* EXTRACT TO READ:
Various studies have confirmed the presumed role of TSPO as a marker of neuroinflammation [63, 64] based on its up-regulated expression on microglial cells, astrocytes, and increased ligand binding after neural damage [65] but its exact functional role is unknown [66]. In our experiments, we applied [125I]CLINME for TSPO imaging. In the LPS-treated group, significantly enhanced (p = 0.05) [125I]CLINME uptake values were measured in the cerebrum, and a marked, but statistically not significant enhancement in the other brain regions of the treated group (Fig. 5a–c). The lack of significant results is most likely due to the low signal-to-noise ratio of our measurements resulting from the combination of low injected activity and small regions of interest. Due to the larger size of the cerebrum VOI, the noise has a lesser impact on the activity measured there. Elevated TSPO expression in LPS-induced systemic inflammation has also been observed in non-human primates [67] and human subjects [68].

The results of the correlation studies (Table 2) outline that the brain region-specific pairwise correlation of [125I]iomazenil, [99mTc]HMPAO, and [18F]FDG uptake values is different between the control and LPS-treated group. The brain region dependence of correlation coefficients is much lower in the LPS-treated animals than the controls. In healthy animals, [18F]FDG, [125I]iomazenil, and [99mTc]HMPAO uptake mostly depends on cerebral glucose metabolism, GABAA receptor density, and cerebral perfusion, respectively. In the LPS-treated animals, the highly positive correlation between [18F]FDG and [125I]iomazenil uptake in all investigated brain regions suggest that inflammatory processes could indeed influence both of these values as discussed earlier. Further supporting this hypothesis, microglia activation was also significantly elevated regardless of brain region (based on IHC and [125I]CLINME SPECT results). The highly negative correlations between [99mTc]HMPAO and [18F]FDG or [125I]iomazenil also fit into this idea if we assume that cerebral hypoperfusion could indicate the severity of inflammation and thus correlate with the metabolic activity and activation state of microglia and infiltrating immune cells that positively contribute to [18F]FDG and [125I]iomazenil signal.

As there were no differences in ex vivo glutathione state, we presume time course of GSH-GSSG transformation seems to be too quick to separately measure GSH and GSSG levels by the applied Glutathione Detection Kit.

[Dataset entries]
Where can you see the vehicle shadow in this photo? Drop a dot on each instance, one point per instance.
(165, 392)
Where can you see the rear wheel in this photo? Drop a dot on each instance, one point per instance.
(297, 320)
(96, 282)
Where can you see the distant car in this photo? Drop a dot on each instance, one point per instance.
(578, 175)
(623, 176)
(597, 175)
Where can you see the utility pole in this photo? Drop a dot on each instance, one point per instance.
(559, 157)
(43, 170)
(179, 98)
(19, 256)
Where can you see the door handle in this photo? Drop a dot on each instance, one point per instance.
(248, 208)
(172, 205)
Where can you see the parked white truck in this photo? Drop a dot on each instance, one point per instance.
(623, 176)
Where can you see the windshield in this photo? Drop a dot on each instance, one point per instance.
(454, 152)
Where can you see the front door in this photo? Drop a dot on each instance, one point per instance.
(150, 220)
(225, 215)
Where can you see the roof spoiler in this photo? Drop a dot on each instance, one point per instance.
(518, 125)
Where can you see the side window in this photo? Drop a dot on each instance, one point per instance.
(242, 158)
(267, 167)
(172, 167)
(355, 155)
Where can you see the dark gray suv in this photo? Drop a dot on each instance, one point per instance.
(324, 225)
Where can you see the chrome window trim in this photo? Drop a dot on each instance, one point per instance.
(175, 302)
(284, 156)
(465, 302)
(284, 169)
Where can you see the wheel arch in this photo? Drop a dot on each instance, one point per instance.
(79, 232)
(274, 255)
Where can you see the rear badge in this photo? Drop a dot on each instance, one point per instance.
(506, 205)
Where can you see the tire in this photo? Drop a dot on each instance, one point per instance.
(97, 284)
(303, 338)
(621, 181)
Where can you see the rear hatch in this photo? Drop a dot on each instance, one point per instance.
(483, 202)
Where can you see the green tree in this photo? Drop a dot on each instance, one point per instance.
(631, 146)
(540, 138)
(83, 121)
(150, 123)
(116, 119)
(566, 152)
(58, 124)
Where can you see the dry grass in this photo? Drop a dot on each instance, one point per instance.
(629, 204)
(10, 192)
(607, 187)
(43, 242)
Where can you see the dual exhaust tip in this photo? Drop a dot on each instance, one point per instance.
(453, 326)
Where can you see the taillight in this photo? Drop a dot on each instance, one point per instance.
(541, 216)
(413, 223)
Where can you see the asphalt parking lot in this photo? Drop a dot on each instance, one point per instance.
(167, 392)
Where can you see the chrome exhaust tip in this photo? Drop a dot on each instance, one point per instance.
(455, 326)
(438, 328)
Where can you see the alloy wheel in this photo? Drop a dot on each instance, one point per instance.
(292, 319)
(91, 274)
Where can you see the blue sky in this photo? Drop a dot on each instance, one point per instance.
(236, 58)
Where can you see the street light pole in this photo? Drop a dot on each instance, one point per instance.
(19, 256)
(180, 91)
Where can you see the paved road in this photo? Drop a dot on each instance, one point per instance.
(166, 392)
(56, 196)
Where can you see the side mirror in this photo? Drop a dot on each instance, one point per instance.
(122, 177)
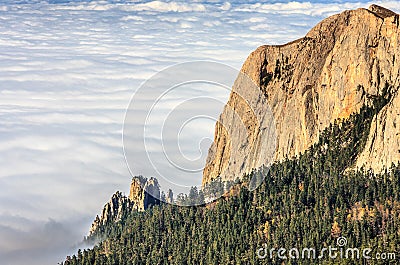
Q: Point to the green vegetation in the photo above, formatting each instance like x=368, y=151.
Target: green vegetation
x=304, y=202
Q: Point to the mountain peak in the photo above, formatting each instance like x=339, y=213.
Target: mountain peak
x=381, y=11
x=341, y=65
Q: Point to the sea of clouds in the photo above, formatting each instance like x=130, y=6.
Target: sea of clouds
x=68, y=70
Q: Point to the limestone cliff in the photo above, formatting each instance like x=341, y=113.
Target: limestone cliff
x=112, y=212
x=143, y=194
x=341, y=64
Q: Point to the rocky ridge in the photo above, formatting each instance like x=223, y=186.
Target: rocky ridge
x=343, y=63
x=143, y=194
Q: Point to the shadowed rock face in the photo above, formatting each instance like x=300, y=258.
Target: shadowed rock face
x=340, y=65
x=143, y=194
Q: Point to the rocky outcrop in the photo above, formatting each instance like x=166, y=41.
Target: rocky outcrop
x=118, y=206
x=143, y=194
x=341, y=64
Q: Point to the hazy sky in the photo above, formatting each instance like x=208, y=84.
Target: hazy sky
x=68, y=70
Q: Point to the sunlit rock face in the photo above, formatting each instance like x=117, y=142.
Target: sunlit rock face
x=143, y=194
x=344, y=62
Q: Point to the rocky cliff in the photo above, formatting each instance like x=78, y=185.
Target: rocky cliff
x=344, y=62
x=143, y=194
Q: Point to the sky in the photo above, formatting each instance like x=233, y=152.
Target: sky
x=68, y=72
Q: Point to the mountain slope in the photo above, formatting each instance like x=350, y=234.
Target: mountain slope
x=343, y=63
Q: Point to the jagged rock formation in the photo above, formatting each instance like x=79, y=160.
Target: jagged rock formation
x=344, y=62
x=112, y=212
x=143, y=194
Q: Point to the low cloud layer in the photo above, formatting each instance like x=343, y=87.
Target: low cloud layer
x=67, y=72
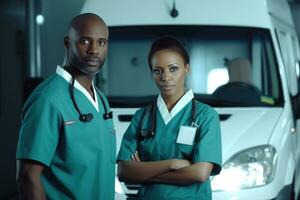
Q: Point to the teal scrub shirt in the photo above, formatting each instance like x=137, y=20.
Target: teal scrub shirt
x=80, y=157
x=206, y=148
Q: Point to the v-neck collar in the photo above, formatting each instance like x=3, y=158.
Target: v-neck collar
x=67, y=76
x=163, y=109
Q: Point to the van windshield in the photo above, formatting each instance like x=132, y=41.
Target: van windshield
x=229, y=66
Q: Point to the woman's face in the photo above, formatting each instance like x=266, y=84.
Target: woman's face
x=169, y=71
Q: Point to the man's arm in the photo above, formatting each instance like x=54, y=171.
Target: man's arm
x=138, y=171
x=29, y=180
x=195, y=173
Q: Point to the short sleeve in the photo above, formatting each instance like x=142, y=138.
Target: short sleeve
x=129, y=141
x=209, y=148
x=39, y=131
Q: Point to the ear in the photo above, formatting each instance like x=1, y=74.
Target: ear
x=67, y=42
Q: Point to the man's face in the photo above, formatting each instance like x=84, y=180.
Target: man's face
x=88, y=45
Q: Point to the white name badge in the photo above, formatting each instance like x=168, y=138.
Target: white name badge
x=186, y=135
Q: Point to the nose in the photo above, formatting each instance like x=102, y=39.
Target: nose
x=93, y=48
x=165, y=76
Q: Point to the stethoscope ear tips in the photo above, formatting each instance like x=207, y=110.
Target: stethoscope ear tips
x=86, y=117
x=107, y=115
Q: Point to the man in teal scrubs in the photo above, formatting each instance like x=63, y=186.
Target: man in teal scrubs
x=66, y=147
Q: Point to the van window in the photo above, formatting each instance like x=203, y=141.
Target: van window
x=229, y=66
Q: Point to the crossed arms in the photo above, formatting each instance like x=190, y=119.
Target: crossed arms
x=172, y=171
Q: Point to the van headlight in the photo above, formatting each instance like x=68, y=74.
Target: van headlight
x=249, y=168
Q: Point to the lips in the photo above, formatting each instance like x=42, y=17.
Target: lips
x=93, y=61
x=167, y=87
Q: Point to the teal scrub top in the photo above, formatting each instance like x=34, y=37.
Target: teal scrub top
x=206, y=148
x=80, y=157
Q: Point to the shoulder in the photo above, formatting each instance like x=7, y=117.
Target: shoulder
x=204, y=108
x=205, y=111
x=49, y=91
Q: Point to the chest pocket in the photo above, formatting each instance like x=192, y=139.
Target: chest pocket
x=112, y=142
x=184, y=151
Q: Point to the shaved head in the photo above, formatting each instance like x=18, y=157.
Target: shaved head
x=86, y=43
x=82, y=20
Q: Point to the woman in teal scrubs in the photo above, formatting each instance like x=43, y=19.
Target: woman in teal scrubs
x=173, y=146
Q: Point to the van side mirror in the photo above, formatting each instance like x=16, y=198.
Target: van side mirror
x=295, y=101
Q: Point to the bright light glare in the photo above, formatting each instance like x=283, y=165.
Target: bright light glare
x=216, y=78
x=237, y=177
x=39, y=19
x=118, y=187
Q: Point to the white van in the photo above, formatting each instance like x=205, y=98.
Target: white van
x=244, y=62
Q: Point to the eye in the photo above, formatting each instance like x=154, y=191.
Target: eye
x=102, y=42
x=173, y=68
x=156, y=71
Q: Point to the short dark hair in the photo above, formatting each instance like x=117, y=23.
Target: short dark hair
x=170, y=43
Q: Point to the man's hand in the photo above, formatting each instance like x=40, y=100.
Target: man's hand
x=177, y=164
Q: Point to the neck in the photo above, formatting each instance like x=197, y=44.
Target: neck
x=172, y=100
x=83, y=79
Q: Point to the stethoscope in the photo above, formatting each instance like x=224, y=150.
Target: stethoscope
x=89, y=116
x=146, y=133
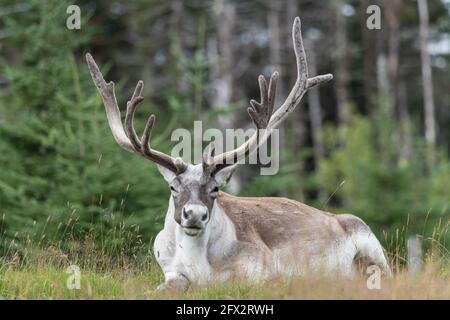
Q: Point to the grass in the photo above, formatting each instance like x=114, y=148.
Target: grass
x=48, y=283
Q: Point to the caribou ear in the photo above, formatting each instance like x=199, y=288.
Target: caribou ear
x=166, y=173
x=224, y=175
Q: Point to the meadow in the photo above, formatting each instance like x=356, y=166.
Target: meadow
x=111, y=272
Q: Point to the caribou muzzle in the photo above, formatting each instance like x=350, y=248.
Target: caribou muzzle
x=194, y=218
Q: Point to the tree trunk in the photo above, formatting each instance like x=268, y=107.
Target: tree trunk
x=342, y=64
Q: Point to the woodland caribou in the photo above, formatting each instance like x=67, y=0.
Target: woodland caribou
x=211, y=236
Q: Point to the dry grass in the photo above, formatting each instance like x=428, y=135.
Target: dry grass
x=112, y=270
x=140, y=281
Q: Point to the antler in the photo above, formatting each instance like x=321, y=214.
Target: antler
x=261, y=113
x=128, y=138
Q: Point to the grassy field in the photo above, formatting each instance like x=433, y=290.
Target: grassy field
x=133, y=284
x=45, y=277
x=118, y=265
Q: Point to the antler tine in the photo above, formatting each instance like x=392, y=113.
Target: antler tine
x=261, y=113
x=128, y=138
x=109, y=100
x=208, y=157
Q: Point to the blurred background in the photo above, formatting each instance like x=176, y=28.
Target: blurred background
x=373, y=142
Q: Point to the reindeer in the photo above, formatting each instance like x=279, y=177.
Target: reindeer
x=210, y=236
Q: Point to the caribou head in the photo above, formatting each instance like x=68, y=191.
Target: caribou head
x=210, y=235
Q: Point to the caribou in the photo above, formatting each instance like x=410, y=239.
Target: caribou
x=210, y=236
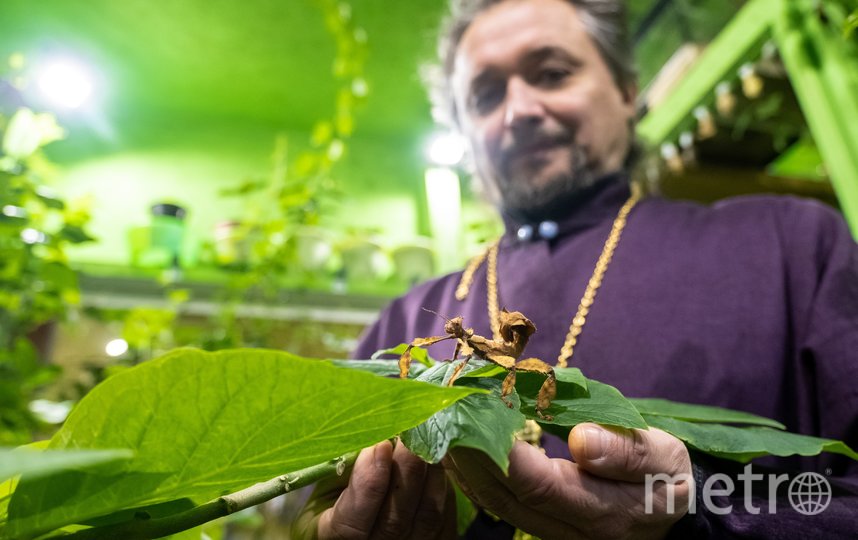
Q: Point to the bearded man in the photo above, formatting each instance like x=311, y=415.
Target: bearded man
x=750, y=304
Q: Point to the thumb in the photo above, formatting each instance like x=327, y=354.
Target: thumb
x=627, y=455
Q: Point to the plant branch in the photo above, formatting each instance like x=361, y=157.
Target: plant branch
x=142, y=527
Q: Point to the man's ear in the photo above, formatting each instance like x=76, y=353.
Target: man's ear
x=630, y=93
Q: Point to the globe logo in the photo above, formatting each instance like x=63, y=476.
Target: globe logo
x=809, y=493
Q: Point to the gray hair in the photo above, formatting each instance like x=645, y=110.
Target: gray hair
x=604, y=21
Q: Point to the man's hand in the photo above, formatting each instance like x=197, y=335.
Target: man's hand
x=391, y=494
x=601, y=495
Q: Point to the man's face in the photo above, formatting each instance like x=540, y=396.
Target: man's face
x=538, y=104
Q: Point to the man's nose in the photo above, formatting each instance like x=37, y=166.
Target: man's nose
x=523, y=108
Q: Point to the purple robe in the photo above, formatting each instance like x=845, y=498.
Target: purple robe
x=751, y=304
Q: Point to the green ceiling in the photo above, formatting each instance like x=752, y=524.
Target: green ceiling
x=267, y=62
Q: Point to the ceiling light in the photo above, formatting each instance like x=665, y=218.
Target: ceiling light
x=446, y=149
x=116, y=347
x=66, y=83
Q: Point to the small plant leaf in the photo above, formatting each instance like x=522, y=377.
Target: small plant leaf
x=202, y=424
x=599, y=403
x=384, y=368
x=417, y=353
x=700, y=413
x=746, y=443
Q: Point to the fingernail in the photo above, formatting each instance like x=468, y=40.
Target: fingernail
x=379, y=458
x=595, y=443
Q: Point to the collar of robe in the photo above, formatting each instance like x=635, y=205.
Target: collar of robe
x=591, y=206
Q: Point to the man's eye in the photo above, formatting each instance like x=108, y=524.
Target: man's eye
x=485, y=100
x=552, y=76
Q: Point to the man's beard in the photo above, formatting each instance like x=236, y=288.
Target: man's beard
x=526, y=200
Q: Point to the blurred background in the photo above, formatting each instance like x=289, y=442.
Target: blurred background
x=268, y=174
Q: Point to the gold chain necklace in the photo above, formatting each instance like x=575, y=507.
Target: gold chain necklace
x=577, y=326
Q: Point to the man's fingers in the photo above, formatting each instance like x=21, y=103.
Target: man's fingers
x=483, y=482
x=405, y=491
x=355, y=512
x=433, y=510
x=627, y=454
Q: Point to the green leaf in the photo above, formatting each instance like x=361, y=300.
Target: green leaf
x=746, y=443
x=34, y=463
x=417, y=353
x=600, y=403
x=75, y=234
x=202, y=424
x=700, y=413
x=571, y=376
x=480, y=421
x=384, y=368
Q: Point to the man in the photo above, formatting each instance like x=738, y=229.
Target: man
x=751, y=304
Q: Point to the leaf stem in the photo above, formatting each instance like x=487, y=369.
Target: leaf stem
x=142, y=527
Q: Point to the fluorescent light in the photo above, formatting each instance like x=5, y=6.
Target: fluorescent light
x=66, y=83
x=116, y=347
x=444, y=199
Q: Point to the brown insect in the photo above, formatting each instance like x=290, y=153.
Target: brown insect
x=515, y=330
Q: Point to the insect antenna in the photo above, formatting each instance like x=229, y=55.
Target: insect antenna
x=435, y=313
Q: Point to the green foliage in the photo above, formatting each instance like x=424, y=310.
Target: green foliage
x=480, y=421
x=202, y=424
x=700, y=413
x=37, y=286
x=15, y=461
x=746, y=443
x=417, y=353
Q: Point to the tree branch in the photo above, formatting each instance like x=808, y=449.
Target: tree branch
x=142, y=527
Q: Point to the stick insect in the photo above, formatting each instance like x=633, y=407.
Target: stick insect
x=515, y=330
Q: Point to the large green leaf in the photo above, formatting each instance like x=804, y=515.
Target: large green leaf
x=202, y=424
x=563, y=375
x=34, y=463
x=700, y=413
x=745, y=443
x=480, y=421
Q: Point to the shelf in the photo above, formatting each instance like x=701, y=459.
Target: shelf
x=108, y=287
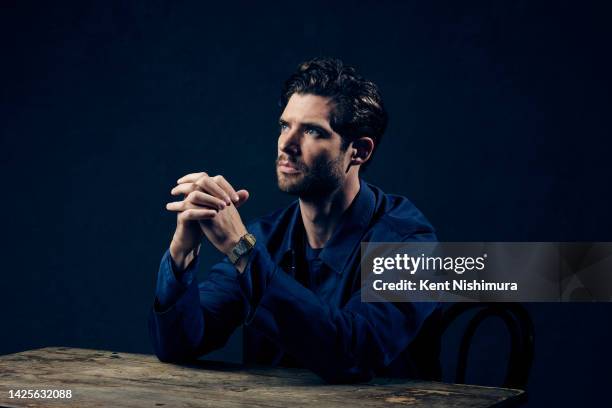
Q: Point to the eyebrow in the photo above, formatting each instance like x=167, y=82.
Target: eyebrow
x=281, y=121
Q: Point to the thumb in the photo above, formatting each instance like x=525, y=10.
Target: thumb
x=243, y=196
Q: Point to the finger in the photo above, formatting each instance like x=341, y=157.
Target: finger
x=191, y=177
x=227, y=187
x=185, y=188
x=243, y=196
x=200, y=198
x=176, y=206
x=197, y=214
x=209, y=186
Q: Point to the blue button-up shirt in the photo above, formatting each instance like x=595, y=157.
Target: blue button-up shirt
x=291, y=318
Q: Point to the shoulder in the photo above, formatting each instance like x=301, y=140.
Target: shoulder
x=398, y=219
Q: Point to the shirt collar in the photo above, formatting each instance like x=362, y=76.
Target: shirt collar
x=347, y=236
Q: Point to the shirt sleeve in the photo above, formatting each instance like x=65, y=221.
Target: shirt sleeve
x=171, y=283
x=345, y=344
x=190, y=318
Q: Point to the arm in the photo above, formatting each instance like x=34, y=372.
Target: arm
x=190, y=319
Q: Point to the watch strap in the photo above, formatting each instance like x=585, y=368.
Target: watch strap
x=243, y=247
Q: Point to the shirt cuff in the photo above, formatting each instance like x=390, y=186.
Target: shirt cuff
x=256, y=277
x=171, y=283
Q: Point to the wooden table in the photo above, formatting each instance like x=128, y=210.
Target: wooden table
x=99, y=378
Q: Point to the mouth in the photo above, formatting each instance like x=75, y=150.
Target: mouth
x=286, y=167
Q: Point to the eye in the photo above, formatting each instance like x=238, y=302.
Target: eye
x=312, y=131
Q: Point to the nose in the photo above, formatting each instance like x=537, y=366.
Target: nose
x=289, y=142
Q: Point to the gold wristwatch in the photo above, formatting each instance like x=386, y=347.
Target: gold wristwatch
x=243, y=247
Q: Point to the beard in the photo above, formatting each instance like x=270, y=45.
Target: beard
x=323, y=177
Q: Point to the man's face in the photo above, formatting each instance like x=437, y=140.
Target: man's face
x=310, y=160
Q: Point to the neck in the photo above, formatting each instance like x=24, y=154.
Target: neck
x=321, y=215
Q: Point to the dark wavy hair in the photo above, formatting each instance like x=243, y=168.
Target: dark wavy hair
x=358, y=110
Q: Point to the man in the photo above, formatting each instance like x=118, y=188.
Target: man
x=292, y=278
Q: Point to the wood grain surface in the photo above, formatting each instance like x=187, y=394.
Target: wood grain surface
x=100, y=378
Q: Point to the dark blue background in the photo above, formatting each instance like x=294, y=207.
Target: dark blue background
x=500, y=121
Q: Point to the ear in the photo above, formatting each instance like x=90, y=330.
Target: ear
x=362, y=150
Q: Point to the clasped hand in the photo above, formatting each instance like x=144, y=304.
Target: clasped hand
x=209, y=208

* EXERCISE TASKS:
1. Which radiotracers are named in the passage on brain imaging after LPS treatment?
2. In the passage on brain imaging after LPS treatment, in which brain region did the LPS-treated group show significantly enhanced [125I]CLINME uptake?
3. Continue the passage on brain imaging after LPS treatment, picking up after its last sentence.

* ANSWERS TO THE PROBLEMS:
1. [125I]CLINME, [125I]iomazenil, [99mTc]HMPAO, [18F]FDG

2. The cerebrum (p = 0.05).

3.
P2Y12 and CD45 double-labeling immunohistochemical (IHC) studies proved the activation of microglia in all the examined brain regions of the LPS-treated animals (Fig. 6). The metabotropic purinergic receptor P2Y12 is expressed by resting and activated microglia which can be used to distinguish them from other CNS cells or myeloid lineage cells (e.g., recruited leukocytes) [69, 70]. Although its expression levels were shown to highly depend on the activation and polarization states of microglia [49, 71], here it was used only to identify them and assess their morphology. CD45 is a cell surface glycoprotein expressed in all nucleated hematopoietic cells [72]. It has been shown that CD45 expression is up-regulated in activated microglia in different diseases and models [73,74,75,76]. By assessing the morphology and CD45 immunoreactivity of microglia, we were able to distinguish between activated and resting cells with a high degree of certainty.

Conclusion

In conclusion, we have described the brain region-specific uptake of a set of widely used radiotracers ([99mTc]HMPAO, [125I]iomazenil, [18F]FDG) during the early phase of LPS-induced murine systemic inflammation. Our results suggest that inflammatory processes can directly contribute to the uptake of [125I]iomazenil and [18F]FDG masking the neuroinflammation-induced neuron damage and hypometabolism of neural tissue, respectively. Furthermore, we have showed that [99mTc]HMPAO and [125I]CLINME can be used to detect cerebral hypoperfusion and microglia activation, respectively, as early as 4 h following the i.v. injection of LPS. Further investigation of the metabolic activity of different brain cells and the status of the GABA receptor system of infiltrating immune cells would be necessary to determine the exact source of the measured signal differences during the early phase of systemic inflammation.